— Start of GIVEN RECORDS —

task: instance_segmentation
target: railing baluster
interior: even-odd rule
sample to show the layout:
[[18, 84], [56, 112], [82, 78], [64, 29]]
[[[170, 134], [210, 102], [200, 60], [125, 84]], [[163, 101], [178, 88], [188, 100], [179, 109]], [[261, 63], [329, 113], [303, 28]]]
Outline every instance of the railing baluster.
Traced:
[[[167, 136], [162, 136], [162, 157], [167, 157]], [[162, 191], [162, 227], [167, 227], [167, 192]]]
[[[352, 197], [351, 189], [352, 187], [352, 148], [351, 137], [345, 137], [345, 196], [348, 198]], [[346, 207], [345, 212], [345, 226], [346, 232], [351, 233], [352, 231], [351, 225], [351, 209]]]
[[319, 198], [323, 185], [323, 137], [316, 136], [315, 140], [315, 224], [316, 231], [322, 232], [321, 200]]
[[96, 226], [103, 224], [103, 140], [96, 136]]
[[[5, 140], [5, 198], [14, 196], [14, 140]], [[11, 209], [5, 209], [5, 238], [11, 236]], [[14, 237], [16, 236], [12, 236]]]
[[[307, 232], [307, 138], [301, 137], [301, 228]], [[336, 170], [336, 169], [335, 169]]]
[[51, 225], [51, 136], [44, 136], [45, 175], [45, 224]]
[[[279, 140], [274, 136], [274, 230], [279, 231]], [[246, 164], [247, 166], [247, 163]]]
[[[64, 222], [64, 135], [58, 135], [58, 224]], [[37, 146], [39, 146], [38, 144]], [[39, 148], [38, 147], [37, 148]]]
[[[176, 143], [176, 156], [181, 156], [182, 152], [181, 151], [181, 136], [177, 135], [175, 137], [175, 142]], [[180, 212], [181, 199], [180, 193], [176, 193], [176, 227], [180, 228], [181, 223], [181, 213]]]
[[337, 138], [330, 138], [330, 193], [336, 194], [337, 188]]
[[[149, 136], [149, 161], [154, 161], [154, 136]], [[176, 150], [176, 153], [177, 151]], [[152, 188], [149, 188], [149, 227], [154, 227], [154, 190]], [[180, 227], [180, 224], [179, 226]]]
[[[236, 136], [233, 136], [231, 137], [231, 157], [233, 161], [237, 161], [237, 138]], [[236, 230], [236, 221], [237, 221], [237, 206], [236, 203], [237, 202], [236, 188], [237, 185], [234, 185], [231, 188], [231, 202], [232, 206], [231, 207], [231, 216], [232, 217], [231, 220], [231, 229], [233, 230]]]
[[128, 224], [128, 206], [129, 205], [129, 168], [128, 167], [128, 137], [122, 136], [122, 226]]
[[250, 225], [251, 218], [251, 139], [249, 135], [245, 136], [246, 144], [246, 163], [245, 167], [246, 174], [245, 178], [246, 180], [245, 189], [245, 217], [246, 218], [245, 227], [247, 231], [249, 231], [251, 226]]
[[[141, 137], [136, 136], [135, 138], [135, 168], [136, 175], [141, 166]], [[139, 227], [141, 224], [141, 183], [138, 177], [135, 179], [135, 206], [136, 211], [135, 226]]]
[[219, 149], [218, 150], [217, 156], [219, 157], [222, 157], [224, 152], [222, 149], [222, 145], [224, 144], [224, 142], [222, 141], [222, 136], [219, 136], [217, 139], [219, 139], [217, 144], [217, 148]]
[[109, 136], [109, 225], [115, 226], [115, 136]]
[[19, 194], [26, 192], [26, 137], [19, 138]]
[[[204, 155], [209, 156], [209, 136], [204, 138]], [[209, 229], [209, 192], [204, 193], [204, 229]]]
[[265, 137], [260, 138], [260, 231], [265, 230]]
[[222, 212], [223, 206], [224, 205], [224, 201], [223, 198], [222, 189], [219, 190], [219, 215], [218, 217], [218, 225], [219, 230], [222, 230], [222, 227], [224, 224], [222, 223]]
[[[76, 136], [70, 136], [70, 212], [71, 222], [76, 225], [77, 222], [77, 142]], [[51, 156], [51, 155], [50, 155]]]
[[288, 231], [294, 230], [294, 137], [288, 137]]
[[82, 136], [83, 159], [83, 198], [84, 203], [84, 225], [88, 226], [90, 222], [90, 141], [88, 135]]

— End of GIVEN RECORDS —

**WRITTEN EXERCISE:** Please lay out the lines as a JSON list of strings, one string per line and no blank lines, running from the start of the records up to and including the line that contains "[[96, 226], [103, 224], [103, 140], [96, 136]]".

**WRITTEN REPLY:**
[
  "task: instance_segmentation",
  "target: railing baluster",
  "interior: even-odd rule",
  "sample to show the layout:",
  "[[18, 84], [56, 112], [82, 78], [64, 29]]",
  "[[[170, 134], [210, 102], [200, 60], [125, 84]], [[163, 101], [178, 88], [188, 100], [179, 109]], [[261, 63], [329, 113], [303, 28]]]",
  "Outline every instance of the railing baluster.",
  "Traced:",
  "[[[167, 136], [162, 136], [162, 157], [167, 157]], [[162, 191], [162, 227], [167, 227], [167, 192]]]",
  "[[[352, 197], [351, 189], [352, 187], [352, 148], [351, 137], [345, 137], [345, 196], [348, 198]], [[346, 207], [345, 212], [345, 226], [346, 232], [351, 233], [352, 231], [351, 225], [351, 209]]]",
  "[[319, 198], [323, 185], [323, 137], [316, 136], [315, 140], [315, 224], [316, 231], [322, 232], [321, 200]]",
  "[[96, 226], [103, 224], [103, 140], [96, 136]]"
]